● PAGE:
—————

We are a "controlled company" within the meaning of NASDAQ rules and, as a result, are exempt from certain corporate governance requirements.

        For so long as Vivendi or any other entity or group owns more than 50% of the total voting power of our common shares, we will be a "controlled company" within the meaning of NASDAQ rules and, as a result, qualify for exemptions from certain corporate governance requirements. As a controlled company, we are exempt from several NASDAQ standards, including the requirements:

    that a majority of our Board consists of independent directors;

    that our prospective directors be nominated solely by independent directors; and

    that the compensation of our executive officers be determined solely by independent directors.

        We currently rely on these exemptions and as a result, a majority of our Board is not independent (as defined by the NASDAQ rules). In addition, while we have a nominating and corporate governance committee and a compensation committee, these committees do not consist entirely of independent directors. Accordingly, our stockholders do not have the same protections afforded to stockholders of companies that are subject to all of the NASDAQ corporate governance requirements.

Subject to certain limitations, Vivendi may sell common stock at any time, which could cause our stock price to decrease.

—————

● MATERIAL SUPPLIED:
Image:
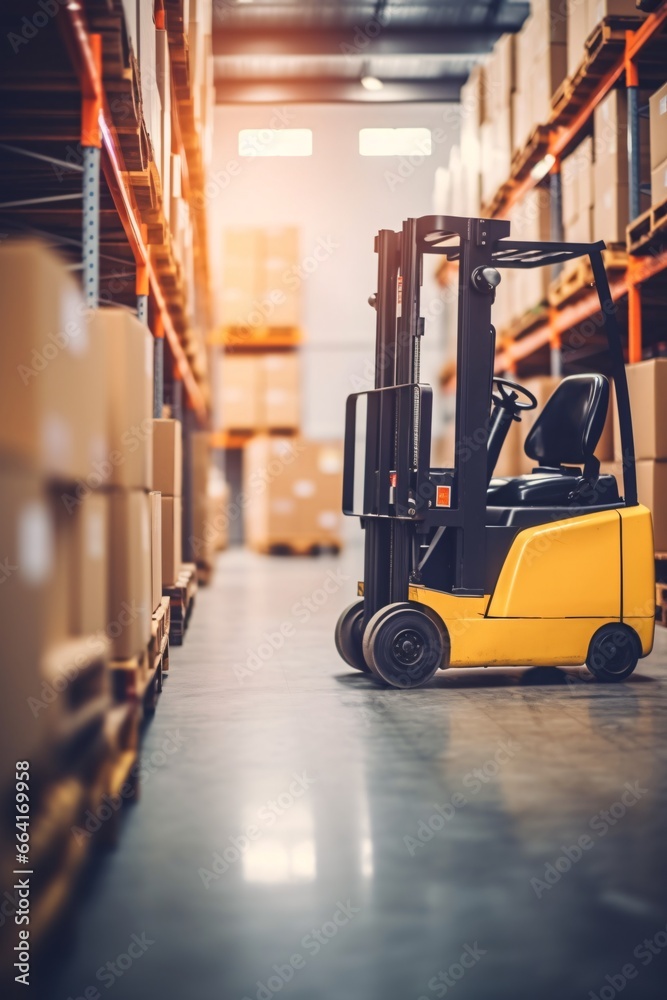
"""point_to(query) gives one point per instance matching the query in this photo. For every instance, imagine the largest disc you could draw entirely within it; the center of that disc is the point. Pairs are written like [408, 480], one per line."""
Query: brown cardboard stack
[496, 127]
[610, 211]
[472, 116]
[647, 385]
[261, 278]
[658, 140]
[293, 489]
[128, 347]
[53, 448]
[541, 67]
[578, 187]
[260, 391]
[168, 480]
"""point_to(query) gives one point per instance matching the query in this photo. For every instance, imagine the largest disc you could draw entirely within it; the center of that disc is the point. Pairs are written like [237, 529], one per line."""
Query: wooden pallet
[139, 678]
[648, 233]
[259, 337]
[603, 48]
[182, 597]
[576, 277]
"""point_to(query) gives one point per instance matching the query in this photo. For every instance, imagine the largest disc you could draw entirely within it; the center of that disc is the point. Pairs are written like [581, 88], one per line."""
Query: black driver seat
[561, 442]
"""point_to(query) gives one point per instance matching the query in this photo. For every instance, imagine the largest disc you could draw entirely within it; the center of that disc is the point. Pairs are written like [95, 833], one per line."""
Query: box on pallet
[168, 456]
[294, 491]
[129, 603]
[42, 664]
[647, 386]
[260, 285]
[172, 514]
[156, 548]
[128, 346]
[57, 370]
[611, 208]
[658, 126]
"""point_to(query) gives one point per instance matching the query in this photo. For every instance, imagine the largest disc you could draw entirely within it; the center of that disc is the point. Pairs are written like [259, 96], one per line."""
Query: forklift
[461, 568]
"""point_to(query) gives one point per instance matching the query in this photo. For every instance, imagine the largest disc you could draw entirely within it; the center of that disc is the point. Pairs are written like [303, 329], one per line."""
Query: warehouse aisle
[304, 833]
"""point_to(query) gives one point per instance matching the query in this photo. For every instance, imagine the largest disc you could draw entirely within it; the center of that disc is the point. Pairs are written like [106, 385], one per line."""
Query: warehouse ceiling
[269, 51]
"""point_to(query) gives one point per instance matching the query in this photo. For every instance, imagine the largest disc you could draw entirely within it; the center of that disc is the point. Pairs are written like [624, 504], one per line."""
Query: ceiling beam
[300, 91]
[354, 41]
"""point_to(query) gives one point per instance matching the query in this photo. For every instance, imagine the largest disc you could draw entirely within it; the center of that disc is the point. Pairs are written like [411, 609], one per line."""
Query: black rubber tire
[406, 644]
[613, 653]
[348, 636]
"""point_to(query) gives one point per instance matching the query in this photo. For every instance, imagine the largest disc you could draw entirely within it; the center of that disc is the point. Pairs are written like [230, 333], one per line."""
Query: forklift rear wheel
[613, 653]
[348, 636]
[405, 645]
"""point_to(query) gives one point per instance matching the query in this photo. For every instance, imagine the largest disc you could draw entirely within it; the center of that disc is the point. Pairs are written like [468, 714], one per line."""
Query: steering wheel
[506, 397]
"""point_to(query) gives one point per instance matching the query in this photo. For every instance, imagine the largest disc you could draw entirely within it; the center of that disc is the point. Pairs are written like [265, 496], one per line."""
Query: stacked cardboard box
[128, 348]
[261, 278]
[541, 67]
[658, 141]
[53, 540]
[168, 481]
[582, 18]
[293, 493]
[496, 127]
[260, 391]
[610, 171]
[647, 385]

—————

● SHORT TASK A: According to the controlled-company disclosure, what level of ownership makes the company a "controlled company" under NASDAQ rules?
● SHORT TASK B: Extend the controlled-company disclosure, picking up right after its final line.
The material has no connection to the controlled-company disclosure.

● WRITTEN ANSWER A: Vivendi or any other entity or group owning more than 50% of the total voting power of its common shares.

● WRITTEN ANSWER B:
        Vivendi may sell the shares of our stock that it owns, including pursuant to a registered underwritten public offering under the Securities Act of 1933, as amended (the "Securities Act"), or in accordance with Rule 144 under the Securities Act. We have entered into an investor agreement with Vivendi, which includes registration rights and which gives Vivendi the right to require us to register all or a portion of its shares at any time, subject to certain limitations. The sale of a substantial number of shares of common stock by Vivendi within a short period of time could cause our stock price to decrease, and make it more difficult for us to raise funds through future offerings of common stock. On November 11, 2011, Vivendi and its affiliates sold 35 million shares of our stock for $12.05 per share.

We are involved in legal proceedings that may result in adverse outcomes.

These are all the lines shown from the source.